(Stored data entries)
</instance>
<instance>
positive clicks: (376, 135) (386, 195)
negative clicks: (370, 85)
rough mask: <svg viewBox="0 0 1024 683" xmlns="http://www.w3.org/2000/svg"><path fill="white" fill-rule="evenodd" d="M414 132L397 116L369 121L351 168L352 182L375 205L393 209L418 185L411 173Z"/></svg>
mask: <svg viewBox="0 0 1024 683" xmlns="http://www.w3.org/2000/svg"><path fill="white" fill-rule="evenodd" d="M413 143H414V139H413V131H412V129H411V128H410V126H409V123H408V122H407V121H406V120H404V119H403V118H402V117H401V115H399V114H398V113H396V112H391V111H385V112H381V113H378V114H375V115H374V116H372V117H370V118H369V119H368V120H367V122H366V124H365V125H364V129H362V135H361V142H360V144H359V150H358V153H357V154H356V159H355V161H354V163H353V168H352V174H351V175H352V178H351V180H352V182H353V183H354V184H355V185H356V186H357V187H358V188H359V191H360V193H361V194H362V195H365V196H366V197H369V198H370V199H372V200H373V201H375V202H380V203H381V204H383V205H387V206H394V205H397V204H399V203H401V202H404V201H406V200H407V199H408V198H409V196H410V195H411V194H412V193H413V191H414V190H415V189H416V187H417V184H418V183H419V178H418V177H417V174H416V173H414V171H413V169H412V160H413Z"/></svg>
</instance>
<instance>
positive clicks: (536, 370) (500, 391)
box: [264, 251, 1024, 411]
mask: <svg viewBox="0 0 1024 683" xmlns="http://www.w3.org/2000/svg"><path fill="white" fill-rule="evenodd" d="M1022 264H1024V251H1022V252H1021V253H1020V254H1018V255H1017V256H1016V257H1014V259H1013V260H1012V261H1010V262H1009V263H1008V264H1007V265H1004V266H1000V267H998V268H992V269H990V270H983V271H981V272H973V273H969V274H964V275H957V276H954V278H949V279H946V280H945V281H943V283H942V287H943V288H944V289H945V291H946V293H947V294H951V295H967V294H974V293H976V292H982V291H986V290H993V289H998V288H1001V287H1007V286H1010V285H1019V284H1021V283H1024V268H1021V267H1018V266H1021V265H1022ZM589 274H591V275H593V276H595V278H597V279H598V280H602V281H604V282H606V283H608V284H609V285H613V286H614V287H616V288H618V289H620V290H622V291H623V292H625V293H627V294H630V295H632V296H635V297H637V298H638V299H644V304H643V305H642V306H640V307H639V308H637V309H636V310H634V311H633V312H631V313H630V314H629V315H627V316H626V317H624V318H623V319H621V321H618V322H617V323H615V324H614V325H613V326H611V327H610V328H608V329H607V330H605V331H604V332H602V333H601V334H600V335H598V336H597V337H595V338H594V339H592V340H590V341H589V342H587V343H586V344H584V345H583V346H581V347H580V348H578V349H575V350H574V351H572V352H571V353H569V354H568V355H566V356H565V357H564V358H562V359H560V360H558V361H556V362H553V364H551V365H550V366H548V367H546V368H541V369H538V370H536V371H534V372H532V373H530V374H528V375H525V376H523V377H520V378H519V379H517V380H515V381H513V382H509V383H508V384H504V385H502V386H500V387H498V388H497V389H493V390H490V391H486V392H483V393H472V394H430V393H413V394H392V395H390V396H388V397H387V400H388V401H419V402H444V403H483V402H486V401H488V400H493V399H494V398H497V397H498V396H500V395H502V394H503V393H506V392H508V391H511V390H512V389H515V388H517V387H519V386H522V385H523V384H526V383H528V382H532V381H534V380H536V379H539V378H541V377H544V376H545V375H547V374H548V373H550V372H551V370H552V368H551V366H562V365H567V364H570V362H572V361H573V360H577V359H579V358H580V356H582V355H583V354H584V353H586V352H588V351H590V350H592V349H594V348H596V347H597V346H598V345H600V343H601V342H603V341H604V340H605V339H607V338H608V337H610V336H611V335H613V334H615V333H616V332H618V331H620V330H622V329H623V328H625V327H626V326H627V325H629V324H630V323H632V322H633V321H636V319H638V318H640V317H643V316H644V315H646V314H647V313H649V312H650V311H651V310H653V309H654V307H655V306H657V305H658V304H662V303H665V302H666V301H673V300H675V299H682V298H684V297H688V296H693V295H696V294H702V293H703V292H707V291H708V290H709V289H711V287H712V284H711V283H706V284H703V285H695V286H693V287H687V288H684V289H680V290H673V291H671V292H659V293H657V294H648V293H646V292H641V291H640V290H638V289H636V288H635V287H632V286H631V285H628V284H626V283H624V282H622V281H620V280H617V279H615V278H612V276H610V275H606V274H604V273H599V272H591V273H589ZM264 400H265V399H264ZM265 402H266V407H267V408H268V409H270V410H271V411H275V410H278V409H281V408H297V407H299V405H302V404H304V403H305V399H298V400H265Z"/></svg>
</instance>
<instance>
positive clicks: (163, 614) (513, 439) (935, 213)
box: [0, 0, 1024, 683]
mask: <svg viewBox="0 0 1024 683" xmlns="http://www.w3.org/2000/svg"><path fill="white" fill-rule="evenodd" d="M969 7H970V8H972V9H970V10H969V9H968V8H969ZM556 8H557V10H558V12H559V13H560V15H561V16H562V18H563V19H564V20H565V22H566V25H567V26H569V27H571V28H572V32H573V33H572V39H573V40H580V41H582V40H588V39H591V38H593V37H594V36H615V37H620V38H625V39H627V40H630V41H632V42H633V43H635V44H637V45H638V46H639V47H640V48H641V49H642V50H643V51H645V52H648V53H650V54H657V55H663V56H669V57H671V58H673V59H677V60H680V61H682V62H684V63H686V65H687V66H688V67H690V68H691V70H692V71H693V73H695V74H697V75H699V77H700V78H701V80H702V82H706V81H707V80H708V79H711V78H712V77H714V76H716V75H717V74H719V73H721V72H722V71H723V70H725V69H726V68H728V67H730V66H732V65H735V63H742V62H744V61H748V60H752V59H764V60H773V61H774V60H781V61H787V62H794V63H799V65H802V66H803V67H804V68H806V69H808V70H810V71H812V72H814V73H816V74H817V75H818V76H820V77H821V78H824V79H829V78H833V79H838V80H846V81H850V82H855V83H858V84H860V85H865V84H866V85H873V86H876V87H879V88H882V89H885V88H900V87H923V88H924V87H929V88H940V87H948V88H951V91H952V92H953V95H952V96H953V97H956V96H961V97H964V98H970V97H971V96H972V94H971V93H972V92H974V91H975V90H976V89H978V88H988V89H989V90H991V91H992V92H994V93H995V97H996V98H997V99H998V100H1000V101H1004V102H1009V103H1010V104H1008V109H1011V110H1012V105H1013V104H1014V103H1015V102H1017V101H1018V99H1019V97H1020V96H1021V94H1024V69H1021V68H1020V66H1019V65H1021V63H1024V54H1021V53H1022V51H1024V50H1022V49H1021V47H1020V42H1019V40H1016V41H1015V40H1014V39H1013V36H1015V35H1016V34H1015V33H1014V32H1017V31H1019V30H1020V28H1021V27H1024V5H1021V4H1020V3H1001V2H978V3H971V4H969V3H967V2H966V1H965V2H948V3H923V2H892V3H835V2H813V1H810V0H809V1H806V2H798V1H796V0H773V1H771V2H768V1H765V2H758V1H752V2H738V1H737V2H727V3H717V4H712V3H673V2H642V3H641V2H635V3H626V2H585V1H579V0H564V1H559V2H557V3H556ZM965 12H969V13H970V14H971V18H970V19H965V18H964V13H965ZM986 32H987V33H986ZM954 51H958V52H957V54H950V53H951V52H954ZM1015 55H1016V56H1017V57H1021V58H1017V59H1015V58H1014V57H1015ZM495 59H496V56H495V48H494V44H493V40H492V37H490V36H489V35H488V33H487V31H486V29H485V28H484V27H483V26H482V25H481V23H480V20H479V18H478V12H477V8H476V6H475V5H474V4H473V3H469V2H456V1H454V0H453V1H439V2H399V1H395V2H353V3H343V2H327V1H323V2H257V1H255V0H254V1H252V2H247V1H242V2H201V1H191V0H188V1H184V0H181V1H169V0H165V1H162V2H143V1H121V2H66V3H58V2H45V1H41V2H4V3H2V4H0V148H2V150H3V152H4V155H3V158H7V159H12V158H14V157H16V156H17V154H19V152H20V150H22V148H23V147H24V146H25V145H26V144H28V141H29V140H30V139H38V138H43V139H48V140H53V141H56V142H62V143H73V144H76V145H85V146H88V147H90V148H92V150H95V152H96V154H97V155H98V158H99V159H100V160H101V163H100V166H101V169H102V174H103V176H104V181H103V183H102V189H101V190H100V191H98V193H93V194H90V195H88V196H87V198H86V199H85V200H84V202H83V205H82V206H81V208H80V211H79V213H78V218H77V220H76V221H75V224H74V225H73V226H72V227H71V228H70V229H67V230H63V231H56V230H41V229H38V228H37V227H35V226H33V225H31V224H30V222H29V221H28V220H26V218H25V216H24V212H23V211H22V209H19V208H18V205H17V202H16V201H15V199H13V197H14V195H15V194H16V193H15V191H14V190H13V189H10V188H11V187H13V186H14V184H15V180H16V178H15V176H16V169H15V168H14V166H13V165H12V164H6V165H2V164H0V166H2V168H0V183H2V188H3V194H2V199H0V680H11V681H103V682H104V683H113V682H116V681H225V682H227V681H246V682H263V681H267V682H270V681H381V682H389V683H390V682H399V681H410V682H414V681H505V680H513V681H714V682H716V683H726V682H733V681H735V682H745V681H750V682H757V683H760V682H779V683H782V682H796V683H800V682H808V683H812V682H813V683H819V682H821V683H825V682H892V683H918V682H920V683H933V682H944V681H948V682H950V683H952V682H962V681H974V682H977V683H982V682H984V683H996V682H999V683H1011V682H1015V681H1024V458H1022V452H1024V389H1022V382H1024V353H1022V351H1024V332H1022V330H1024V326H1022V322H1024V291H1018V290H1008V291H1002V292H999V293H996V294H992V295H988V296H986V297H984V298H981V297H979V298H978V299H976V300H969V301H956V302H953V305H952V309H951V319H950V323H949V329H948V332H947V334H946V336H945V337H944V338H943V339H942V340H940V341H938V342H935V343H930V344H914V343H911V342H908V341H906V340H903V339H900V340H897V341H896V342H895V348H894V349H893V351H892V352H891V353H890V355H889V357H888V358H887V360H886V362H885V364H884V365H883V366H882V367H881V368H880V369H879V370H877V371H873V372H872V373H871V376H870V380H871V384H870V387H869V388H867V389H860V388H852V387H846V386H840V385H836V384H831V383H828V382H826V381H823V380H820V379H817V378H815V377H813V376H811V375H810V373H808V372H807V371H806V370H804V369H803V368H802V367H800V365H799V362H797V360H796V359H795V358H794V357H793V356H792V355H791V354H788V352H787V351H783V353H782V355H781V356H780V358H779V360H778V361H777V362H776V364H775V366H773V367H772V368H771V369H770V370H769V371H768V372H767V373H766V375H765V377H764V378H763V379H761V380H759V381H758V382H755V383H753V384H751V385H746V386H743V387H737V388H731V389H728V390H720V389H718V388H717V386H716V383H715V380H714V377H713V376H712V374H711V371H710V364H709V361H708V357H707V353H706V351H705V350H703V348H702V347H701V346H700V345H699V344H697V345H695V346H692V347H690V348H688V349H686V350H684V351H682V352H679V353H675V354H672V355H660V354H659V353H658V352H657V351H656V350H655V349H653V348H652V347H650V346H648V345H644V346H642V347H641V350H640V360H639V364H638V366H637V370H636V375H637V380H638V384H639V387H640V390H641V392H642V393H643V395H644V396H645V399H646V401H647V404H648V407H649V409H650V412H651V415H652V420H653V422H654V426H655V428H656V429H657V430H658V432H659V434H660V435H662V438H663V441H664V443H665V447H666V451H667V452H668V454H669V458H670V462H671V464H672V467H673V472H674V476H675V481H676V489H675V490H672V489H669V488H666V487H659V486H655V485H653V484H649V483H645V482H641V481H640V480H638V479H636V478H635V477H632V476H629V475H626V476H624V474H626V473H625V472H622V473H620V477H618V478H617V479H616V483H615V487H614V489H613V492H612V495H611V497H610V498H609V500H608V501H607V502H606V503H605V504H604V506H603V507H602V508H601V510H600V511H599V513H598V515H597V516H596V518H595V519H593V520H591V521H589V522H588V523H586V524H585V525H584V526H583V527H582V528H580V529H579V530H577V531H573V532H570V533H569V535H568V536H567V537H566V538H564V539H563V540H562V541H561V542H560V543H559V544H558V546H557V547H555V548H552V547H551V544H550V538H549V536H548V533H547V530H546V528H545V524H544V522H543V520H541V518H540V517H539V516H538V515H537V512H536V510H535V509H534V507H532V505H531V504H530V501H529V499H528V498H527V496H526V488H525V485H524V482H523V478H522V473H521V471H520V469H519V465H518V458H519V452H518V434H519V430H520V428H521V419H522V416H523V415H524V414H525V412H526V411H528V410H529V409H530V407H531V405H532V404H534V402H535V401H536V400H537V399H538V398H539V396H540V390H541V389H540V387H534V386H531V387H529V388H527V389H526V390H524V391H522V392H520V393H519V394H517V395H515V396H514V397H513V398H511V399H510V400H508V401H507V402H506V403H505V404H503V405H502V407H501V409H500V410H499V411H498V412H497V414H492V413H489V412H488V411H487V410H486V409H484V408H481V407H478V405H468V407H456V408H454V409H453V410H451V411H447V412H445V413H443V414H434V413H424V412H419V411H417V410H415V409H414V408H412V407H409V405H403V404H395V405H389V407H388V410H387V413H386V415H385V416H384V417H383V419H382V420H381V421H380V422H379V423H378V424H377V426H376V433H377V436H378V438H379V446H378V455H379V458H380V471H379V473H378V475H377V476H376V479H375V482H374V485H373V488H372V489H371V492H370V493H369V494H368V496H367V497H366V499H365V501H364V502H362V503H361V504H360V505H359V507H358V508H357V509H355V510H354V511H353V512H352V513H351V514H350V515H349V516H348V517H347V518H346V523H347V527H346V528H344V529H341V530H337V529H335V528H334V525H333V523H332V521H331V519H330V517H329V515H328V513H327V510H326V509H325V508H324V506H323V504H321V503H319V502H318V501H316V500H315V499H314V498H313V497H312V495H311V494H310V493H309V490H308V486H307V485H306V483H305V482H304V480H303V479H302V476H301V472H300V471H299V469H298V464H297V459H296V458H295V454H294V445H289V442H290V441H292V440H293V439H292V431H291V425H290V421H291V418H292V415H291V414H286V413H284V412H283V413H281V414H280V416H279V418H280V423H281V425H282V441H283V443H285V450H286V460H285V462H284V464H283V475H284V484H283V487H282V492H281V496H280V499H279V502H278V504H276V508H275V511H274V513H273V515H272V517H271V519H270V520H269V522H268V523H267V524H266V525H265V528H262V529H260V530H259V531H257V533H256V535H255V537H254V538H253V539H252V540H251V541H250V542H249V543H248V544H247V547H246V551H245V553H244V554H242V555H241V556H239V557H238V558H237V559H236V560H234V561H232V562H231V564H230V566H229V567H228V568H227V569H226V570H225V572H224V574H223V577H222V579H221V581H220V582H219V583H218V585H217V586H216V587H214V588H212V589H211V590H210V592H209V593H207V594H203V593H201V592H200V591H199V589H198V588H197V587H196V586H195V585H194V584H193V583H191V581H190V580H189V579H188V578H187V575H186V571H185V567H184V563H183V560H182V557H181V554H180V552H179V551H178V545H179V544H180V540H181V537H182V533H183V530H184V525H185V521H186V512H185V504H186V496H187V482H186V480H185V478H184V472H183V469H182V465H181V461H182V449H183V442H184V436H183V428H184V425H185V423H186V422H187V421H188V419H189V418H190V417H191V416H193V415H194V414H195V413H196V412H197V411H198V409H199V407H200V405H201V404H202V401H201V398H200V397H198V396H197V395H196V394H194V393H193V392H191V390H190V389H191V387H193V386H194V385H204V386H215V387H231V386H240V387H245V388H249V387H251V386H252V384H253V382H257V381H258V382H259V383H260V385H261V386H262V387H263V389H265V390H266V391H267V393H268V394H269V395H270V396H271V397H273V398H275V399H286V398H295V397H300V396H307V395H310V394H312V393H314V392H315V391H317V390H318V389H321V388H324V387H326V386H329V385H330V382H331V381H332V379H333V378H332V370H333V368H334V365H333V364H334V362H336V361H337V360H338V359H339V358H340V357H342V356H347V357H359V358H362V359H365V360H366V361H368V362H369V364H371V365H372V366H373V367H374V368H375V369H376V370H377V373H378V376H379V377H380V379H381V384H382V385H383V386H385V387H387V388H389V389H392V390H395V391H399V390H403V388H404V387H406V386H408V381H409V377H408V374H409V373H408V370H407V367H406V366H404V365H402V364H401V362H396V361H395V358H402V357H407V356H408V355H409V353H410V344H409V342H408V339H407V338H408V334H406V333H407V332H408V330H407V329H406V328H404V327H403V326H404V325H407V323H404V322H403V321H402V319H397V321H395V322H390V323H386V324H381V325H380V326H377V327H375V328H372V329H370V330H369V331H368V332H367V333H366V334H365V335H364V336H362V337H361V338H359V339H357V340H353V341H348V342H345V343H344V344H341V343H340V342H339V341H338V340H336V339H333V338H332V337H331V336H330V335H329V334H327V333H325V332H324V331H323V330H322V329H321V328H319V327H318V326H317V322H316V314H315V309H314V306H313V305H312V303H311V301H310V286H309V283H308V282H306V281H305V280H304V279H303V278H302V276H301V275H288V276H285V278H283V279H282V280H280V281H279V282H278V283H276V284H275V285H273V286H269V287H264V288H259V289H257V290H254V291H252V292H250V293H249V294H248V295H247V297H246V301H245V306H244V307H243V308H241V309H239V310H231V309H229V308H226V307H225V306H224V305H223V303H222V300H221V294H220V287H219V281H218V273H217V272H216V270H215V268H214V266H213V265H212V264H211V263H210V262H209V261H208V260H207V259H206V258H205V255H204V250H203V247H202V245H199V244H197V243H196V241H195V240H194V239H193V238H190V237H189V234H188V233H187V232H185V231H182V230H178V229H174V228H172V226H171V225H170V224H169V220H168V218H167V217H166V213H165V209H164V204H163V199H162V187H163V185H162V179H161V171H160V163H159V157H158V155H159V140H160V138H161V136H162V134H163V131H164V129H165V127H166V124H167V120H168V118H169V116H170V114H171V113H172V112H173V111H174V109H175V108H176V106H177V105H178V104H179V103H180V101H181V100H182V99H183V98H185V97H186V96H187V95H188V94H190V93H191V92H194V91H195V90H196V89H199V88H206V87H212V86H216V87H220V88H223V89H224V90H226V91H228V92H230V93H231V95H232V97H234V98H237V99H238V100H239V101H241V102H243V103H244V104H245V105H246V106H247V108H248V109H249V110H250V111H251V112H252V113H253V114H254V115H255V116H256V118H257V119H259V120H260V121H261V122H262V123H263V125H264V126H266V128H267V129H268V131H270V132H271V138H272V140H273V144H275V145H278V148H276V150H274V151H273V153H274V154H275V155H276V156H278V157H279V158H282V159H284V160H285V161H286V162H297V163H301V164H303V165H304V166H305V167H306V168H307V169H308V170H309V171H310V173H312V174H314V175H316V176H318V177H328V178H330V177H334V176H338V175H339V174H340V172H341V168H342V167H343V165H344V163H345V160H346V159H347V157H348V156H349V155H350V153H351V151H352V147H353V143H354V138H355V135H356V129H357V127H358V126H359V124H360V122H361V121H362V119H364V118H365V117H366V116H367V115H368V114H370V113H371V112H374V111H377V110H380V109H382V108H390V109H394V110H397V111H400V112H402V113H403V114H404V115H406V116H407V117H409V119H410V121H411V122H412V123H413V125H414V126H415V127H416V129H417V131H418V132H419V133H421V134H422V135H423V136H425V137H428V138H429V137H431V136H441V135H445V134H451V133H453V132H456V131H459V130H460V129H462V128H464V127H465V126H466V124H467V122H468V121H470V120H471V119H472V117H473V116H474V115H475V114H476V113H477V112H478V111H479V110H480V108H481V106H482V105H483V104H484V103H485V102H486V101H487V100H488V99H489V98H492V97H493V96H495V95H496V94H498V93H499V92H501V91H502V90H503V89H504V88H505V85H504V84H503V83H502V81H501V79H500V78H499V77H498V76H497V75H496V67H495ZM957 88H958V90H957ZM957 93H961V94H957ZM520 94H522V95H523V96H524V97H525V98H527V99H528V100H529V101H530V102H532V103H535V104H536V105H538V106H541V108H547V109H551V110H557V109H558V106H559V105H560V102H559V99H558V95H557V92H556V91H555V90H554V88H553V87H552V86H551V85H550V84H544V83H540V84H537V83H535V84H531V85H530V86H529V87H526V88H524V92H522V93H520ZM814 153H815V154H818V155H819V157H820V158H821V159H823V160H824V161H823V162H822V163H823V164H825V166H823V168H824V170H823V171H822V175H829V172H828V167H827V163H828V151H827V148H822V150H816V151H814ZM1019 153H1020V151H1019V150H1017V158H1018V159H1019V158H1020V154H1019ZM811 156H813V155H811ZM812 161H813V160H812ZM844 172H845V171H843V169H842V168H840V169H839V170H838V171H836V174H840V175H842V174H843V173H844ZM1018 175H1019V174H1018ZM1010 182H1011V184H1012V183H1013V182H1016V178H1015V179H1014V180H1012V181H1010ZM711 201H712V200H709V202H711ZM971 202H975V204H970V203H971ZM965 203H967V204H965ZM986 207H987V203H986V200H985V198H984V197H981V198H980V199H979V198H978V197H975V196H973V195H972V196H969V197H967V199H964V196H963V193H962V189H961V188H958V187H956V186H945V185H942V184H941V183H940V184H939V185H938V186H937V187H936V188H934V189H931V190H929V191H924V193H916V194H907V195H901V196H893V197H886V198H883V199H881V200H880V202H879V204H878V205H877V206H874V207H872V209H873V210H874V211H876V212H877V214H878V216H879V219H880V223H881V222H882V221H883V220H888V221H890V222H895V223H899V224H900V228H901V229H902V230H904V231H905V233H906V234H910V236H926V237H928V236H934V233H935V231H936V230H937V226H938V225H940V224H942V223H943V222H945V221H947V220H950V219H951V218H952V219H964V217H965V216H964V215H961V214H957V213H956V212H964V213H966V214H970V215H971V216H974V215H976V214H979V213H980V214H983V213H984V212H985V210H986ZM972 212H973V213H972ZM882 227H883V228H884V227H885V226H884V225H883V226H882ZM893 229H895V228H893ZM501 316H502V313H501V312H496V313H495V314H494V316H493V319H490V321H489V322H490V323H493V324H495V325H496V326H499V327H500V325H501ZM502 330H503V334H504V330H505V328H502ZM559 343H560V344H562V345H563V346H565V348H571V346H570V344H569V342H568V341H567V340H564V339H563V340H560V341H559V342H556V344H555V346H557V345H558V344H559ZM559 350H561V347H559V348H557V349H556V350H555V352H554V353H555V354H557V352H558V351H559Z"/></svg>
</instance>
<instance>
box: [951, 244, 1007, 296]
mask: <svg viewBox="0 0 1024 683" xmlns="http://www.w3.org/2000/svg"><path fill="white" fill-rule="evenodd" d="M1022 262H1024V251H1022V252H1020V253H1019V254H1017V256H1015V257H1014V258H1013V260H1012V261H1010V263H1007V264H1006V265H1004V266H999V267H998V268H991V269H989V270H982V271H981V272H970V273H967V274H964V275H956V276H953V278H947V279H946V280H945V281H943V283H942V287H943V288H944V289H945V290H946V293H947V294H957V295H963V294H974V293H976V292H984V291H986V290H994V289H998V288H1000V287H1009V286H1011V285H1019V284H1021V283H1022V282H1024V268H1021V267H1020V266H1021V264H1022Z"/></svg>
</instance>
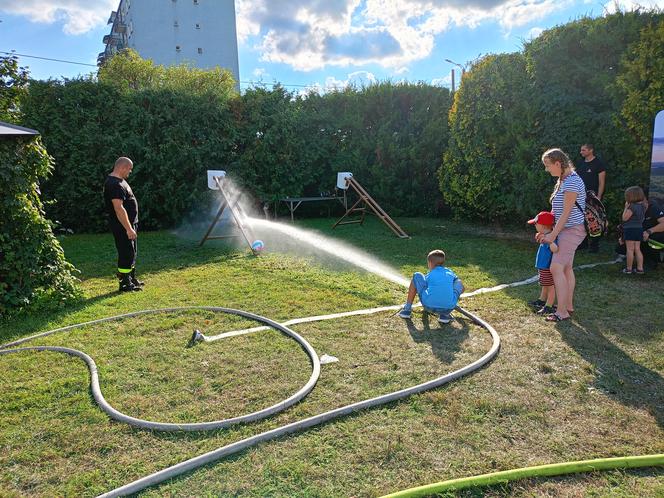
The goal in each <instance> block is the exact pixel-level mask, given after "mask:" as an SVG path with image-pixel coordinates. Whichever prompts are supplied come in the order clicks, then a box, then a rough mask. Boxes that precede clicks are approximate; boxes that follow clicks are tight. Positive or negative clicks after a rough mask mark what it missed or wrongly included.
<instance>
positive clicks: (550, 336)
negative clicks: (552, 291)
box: [0, 219, 664, 497]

● **Exercise**:
Render the listing from its first line through the line containing "box: [264, 251, 1024, 411]" as a Markdown table with the columns No. and Line, giving each line its own numbered row and leaving out blank lines.

● **Written reply**:
| No. | Line |
|---|---|
| 1 | </instance> |
| 2 | <instance> |
| 3 | positive clicks: (376, 135) (386, 195) |
| 4 | negative clicks: (370, 85) |
| 5 | rough mask: <svg viewBox="0 0 1024 683" xmlns="http://www.w3.org/2000/svg"><path fill="white" fill-rule="evenodd" d="M414 132L397 116L369 121L351 168L352 182L375 205L393 209L418 185L411 173Z"/></svg> |
| 6 | mask: <svg viewBox="0 0 1024 683" xmlns="http://www.w3.org/2000/svg"><path fill="white" fill-rule="evenodd" d="M413 143H414V139H413V131H412V129H411V128H410V126H409V123H408V122H407V121H406V120H404V119H403V118H402V117H401V115H399V114H398V113H396V112H391V111H385V112H381V113H378V114H375V115H374V116H372V117H370V118H369V119H368V120H367V122H366V124H365V125H364V129H362V135H361V142H360V144H359V150H358V153H357V154H356V159H355V161H354V163H353V168H352V174H351V175H352V178H351V180H352V182H353V183H354V184H355V185H356V186H357V187H358V188H359V191H360V193H361V194H362V195H365V196H366V197H369V198H370V199H372V200H373V201H375V202H380V203H381V204H383V205H387V206H394V205H397V204H399V203H401V202H404V201H406V200H407V199H408V198H409V196H410V195H411V194H412V193H413V191H414V190H415V189H416V187H417V184H418V183H419V178H418V177H417V174H416V173H414V171H413V169H412V160H413Z"/></svg> |
| 7 | </instance> |
| 8 | <instance> |
| 9 | positive clicks: (536, 370) (500, 391) |
| 10 | box: [264, 251, 1024, 411] |